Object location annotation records
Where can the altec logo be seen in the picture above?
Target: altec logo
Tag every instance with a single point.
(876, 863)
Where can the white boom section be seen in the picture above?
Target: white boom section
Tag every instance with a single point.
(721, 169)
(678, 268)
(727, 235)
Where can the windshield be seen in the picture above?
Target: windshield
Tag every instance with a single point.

# GOAL
Retype the records above word for word, keeping every line in its original order.

# WRITTEN RESPONSE
Where can the altec logo be seen in the picture above?
Target: altec logo
Tag every instance with a single point.
(876, 863)
Where can the white boom section be seen in the picture above?
Target: white boom section
Tag every instance with a single point.
(721, 169)
(678, 268)
(727, 235)
Where can the windshield be seen in the picture above?
Target: windshield
Tag every instance with a single point.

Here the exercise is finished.